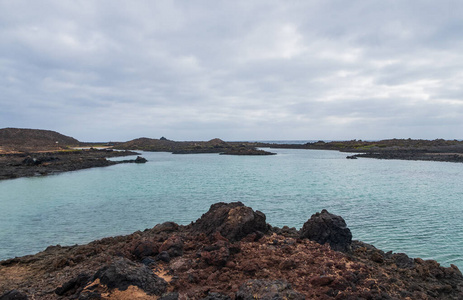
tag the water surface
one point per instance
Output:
(403, 206)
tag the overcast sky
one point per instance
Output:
(236, 70)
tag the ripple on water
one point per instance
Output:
(411, 207)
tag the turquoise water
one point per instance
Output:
(404, 206)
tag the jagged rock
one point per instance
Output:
(233, 221)
(170, 296)
(403, 261)
(216, 296)
(13, 295)
(123, 273)
(166, 227)
(173, 245)
(328, 228)
(267, 290)
(216, 254)
(140, 160)
(73, 286)
(145, 248)
(29, 161)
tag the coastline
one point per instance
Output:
(229, 253)
(29, 164)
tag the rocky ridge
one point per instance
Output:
(212, 146)
(229, 253)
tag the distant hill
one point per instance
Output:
(23, 140)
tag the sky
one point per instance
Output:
(113, 70)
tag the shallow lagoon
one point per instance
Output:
(403, 206)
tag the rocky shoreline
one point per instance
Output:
(401, 149)
(229, 253)
(30, 164)
(175, 147)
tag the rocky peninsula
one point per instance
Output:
(403, 149)
(228, 253)
(175, 147)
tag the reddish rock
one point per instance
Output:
(173, 245)
(267, 290)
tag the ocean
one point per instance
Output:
(401, 206)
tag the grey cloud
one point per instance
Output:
(236, 70)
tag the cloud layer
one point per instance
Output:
(239, 70)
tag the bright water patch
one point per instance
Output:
(403, 206)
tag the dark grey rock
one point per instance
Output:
(74, 285)
(216, 296)
(14, 295)
(328, 228)
(267, 290)
(233, 221)
(123, 273)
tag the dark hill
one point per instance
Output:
(19, 139)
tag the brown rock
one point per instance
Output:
(233, 221)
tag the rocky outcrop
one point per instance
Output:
(327, 228)
(123, 273)
(218, 258)
(233, 221)
(267, 290)
(14, 295)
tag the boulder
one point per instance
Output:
(173, 245)
(328, 228)
(73, 286)
(267, 290)
(13, 295)
(233, 221)
(123, 273)
(216, 296)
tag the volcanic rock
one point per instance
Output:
(267, 290)
(74, 285)
(13, 295)
(123, 273)
(325, 227)
(233, 221)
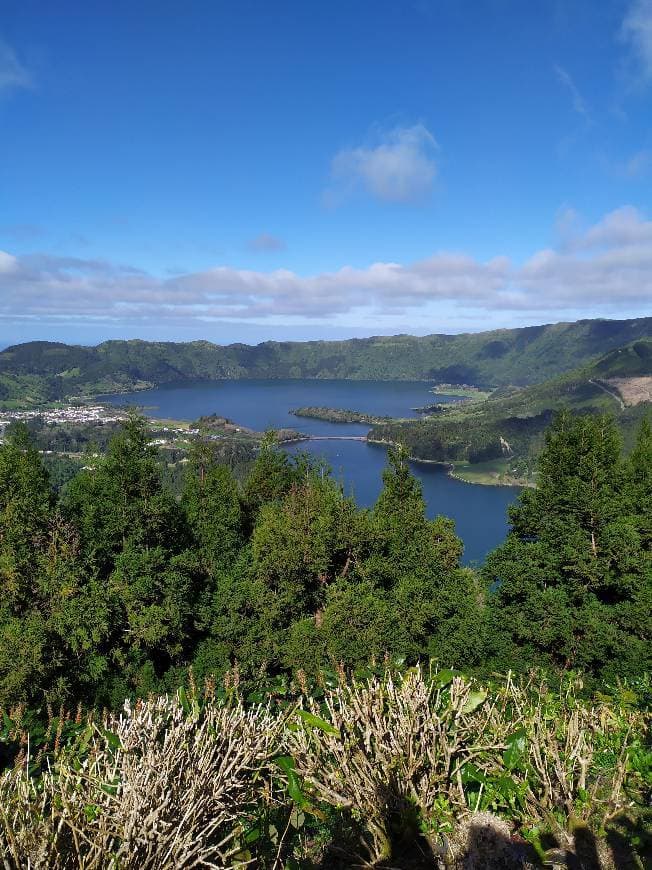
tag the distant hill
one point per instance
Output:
(511, 422)
(46, 371)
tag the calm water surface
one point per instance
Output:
(479, 511)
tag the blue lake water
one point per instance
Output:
(479, 511)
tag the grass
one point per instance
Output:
(494, 471)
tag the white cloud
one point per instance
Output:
(264, 243)
(637, 32)
(12, 73)
(637, 165)
(600, 270)
(579, 105)
(8, 263)
(400, 168)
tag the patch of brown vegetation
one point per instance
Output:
(633, 391)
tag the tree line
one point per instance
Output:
(114, 586)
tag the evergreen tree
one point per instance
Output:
(573, 576)
(213, 508)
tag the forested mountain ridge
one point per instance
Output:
(511, 423)
(45, 371)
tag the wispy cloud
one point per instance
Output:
(600, 269)
(578, 102)
(400, 167)
(636, 32)
(265, 243)
(636, 166)
(13, 74)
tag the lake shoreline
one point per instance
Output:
(451, 468)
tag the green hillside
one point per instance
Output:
(510, 424)
(498, 358)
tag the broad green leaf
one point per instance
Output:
(474, 701)
(317, 722)
(470, 773)
(286, 763)
(516, 743)
(443, 678)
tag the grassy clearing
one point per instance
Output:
(494, 471)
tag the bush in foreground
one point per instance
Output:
(412, 770)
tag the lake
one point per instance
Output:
(479, 511)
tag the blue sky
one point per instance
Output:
(245, 170)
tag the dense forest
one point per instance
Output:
(113, 586)
(38, 372)
(528, 679)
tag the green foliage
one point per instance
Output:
(575, 574)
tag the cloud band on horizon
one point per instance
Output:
(598, 269)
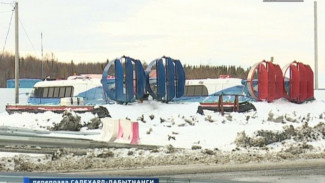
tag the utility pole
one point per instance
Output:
(315, 45)
(16, 55)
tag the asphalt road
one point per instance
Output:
(286, 172)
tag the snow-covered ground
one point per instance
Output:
(277, 131)
(180, 125)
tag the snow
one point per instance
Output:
(179, 124)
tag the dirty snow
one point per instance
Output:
(177, 125)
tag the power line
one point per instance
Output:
(6, 3)
(4, 46)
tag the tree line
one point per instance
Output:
(31, 67)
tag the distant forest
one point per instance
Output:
(31, 67)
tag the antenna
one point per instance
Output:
(42, 56)
(16, 55)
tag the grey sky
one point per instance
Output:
(215, 32)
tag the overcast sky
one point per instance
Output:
(215, 32)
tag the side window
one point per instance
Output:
(45, 91)
(62, 92)
(198, 90)
(68, 92)
(51, 91)
(205, 90)
(56, 92)
(190, 91)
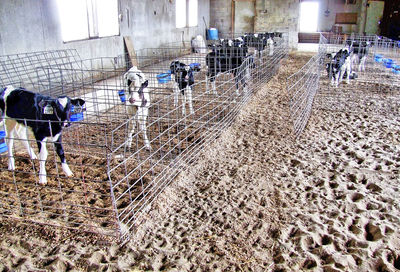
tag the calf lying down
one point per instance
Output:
(45, 116)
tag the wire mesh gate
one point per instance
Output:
(113, 184)
(376, 90)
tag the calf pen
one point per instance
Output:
(375, 91)
(112, 184)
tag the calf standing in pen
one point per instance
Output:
(228, 58)
(184, 79)
(44, 116)
(138, 102)
(359, 51)
(339, 66)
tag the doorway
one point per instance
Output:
(244, 16)
(309, 16)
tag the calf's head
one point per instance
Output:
(139, 97)
(61, 109)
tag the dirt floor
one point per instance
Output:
(257, 200)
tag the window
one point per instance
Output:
(309, 16)
(79, 19)
(192, 13)
(180, 13)
(186, 13)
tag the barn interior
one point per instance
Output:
(265, 165)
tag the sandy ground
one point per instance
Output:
(256, 201)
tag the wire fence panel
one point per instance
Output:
(376, 88)
(302, 88)
(116, 174)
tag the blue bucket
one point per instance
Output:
(396, 69)
(378, 58)
(389, 63)
(213, 34)
(164, 77)
(121, 94)
(77, 116)
(3, 145)
(195, 66)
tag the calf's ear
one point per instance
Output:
(77, 102)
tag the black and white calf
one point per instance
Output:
(259, 41)
(359, 51)
(138, 102)
(184, 79)
(228, 59)
(44, 116)
(339, 66)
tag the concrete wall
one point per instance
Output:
(280, 15)
(325, 23)
(220, 15)
(33, 25)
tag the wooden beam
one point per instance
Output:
(131, 50)
(233, 17)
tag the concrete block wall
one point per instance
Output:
(278, 16)
(271, 15)
(33, 25)
(220, 15)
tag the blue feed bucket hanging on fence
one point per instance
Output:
(77, 114)
(378, 58)
(121, 94)
(396, 69)
(195, 66)
(389, 63)
(213, 34)
(164, 77)
(3, 145)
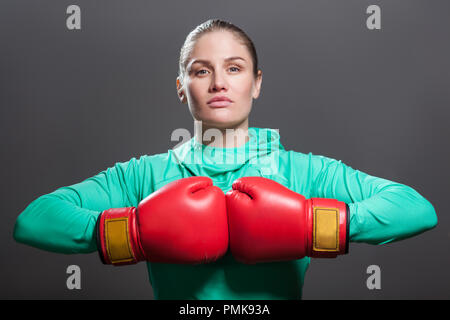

━━━━━━━━━━━━━━━━━━━━

INSTRUCTIONS TO FOLLOW ::
Each entry is to be written out again word for word, and any pictures are to be omitted.

ANSWER AREA ::
tag the water surface
one point per instance
Output:
(403, 206)
tag the overcast sky
one point per instance
Output:
(236, 70)
tag the ripple on water
one point per instance
Output:
(411, 207)
tag the turquoise water
one point per instance
Output:
(404, 206)
tag the jagged rock
one point per instance
Output:
(233, 221)
(170, 296)
(403, 261)
(216, 296)
(13, 295)
(123, 273)
(166, 227)
(173, 245)
(328, 228)
(267, 290)
(216, 254)
(140, 160)
(73, 286)
(145, 248)
(29, 161)
tag the coastline
one point per instance
Output:
(229, 253)
(29, 164)
tag the rocky ridge
one point per instance
Output:
(212, 146)
(229, 253)
tag the distant hill
one point per instance
Output:
(23, 140)
tag the sky
one point per instance
Output:
(113, 70)
tag the shallow lagoon
one point per instance
Output:
(403, 206)
tag the rocky shoreline
one point per instance
Output:
(401, 149)
(229, 253)
(30, 164)
(175, 147)
tag the rocky peninsula
one point per instance
Output:
(403, 149)
(228, 253)
(175, 147)
tag the reddish rock
one point per instance
Output:
(173, 245)
(267, 290)
tag the ocean
one point per instance
Output:
(401, 206)
tag the grey cloud
one point per instance
Output:
(236, 70)
tag the cloud layer
one point per instance
Output:
(239, 70)
tag the bright water patch
one point per instance
Output:
(403, 206)
tag the dark grey rock
one point per instance
Output:
(74, 285)
(216, 296)
(14, 295)
(328, 228)
(267, 290)
(233, 221)
(123, 273)
tag the dark hill
one point per instance
Output:
(19, 139)
tag the brown rock
one point per instance
Output:
(233, 221)
tag the rocky outcrop
one point per instance
Output:
(327, 228)
(123, 273)
(218, 258)
(233, 221)
(267, 290)
(14, 295)
tag the boulder
one point per instance
Output:
(173, 245)
(328, 228)
(73, 286)
(267, 290)
(13, 295)
(233, 221)
(123, 273)
(216, 296)
tag the volcanic rock
one point per instance
Output:
(267, 290)
(74, 285)
(13, 295)
(123, 273)
(325, 227)
(233, 221)
tag the distant hill
one point per instance
Output:
(511, 422)
(46, 371)
tag the calm water surface
one point per instance
Output:
(479, 511)
tag the blue lake water
one point per instance
Output:
(479, 511)
tag the grass
one point per instance
Output:
(494, 471)
tag the white cloud
one point per instance
Output:
(264, 243)
(637, 32)
(12, 73)
(637, 165)
(600, 270)
(579, 105)
(8, 263)
(400, 168)
tag the patch of brown vegetation
one point per instance
Output:
(633, 391)
tag the tree line
one point per instance
Output:
(114, 586)
tag the evergreen tree
one point per instance
Output:
(573, 576)
(213, 508)
tag the forested mountain ridge
one point per instance
Output:
(511, 423)
(45, 371)
tag the wispy cloud
one point per instance
Output:
(600, 269)
(578, 102)
(400, 167)
(636, 32)
(265, 243)
(636, 166)
(13, 74)
tag the lake shoreline
one point per instance
Output:
(451, 468)
tag the green hillside
one point per instance
Output:
(510, 424)
(498, 358)
tag the broad green leaf
one point per instance
Output:
(474, 701)
(317, 722)
(470, 773)
(286, 763)
(516, 743)
(443, 678)
tag the grassy clearing
one point per instance
Output:
(494, 471)
tag the bush in foreground
one point per instance
Output:
(412, 770)
tag the lake
one point per instance
Output:
(479, 511)
tag the blue sky
one point per instance
Output:
(245, 170)
tag the dense forest
one point per instance
Output:
(113, 586)
(38, 372)
(528, 679)
tag the green foliage
one point per instance
Output:
(575, 574)
tag the cloud band on horizon
one point per instance
Output:
(598, 269)
tag the utility pole
one point per instance
Output:
(315, 45)
(16, 55)
tag the asphalt road
one point per instance
Output:
(286, 172)
tag the snow-covered ground
one point per instance
Output:
(277, 131)
(180, 125)
tag the snow
one point per instance
Output:
(179, 124)
tag the dirty snow
one point per instance
Output:
(177, 125)
tag the power line
one point per instance
Output:
(6, 3)
(4, 46)
tag the tree line
one point per instance
Output:
(31, 67)
tag the distant forest
one point per instance
Output:
(31, 67)
tag the antenna
one point per instance
Output:
(42, 56)
(16, 55)
tag the grey sky
one point per instance
Output:
(215, 32)
tag the overcast sky
one point per instance
Output:
(215, 32)
tag the side window
one point per instance
Output:
(45, 91)
(62, 92)
(198, 90)
(68, 92)
(51, 91)
(205, 90)
(56, 92)
(190, 91)
tag the calf lying down
one point per instance
Output:
(45, 116)
tag the wire mesh gate
one point per instance
Output:
(113, 184)
(376, 90)
tag the calf pen
one point per instance
Output:
(375, 91)
(112, 184)
tag the calf standing in pen
one point per instance
Output:
(228, 58)
(184, 79)
(44, 116)
(138, 102)
(359, 51)
(339, 66)
tag the doorway
one point per instance
Output:
(244, 16)
(309, 16)
tag the calf's head
one point per instance
Output:
(139, 97)
(61, 109)
tag the dirt floor
one point per instance
Output:
(257, 200)
tag the window
one point per instance
Output:
(309, 16)
(79, 19)
(192, 13)
(180, 13)
(186, 13)
tag the barn interior
one point per instance
Output:
(265, 165)
tag the sandy ground
one point per instance
Output:
(256, 201)
tag the wire fence panel
one point per instance
Output:
(376, 88)
(302, 88)
(116, 174)
tag the blue bucket
one point per instance
Output:
(396, 69)
(378, 58)
(389, 63)
(213, 34)
(164, 77)
(121, 94)
(77, 116)
(3, 145)
(195, 66)
tag the calf's ear
one point per instance
Output:
(77, 102)
tag the black and white calf
one point per instance
Output:
(259, 41)
(359, 51)
(138, 102)
(184, 79)
(228, 59)
(44, 116)
(339, 66)
tag the concrete wall
one point per instance
Output:
(280, 15)
(325, 23)
(220, 15)
(33, 25)
tag the wooden beam
one point per instance
Output:
(131, 50)
(233, 17)
tag the concrete block wall
one point per instance
Output:
(278, 16)
(271, 15)
(33, 25)
(220, 15)
tag the blue feed bucket hanging on fence
one point per instance
Output:
(77, 114)
(378, 58)
(121, 94)
(396, 69)
(195, 66)
(389, 63)
(213, 34)
(164, 77)
(3, 145)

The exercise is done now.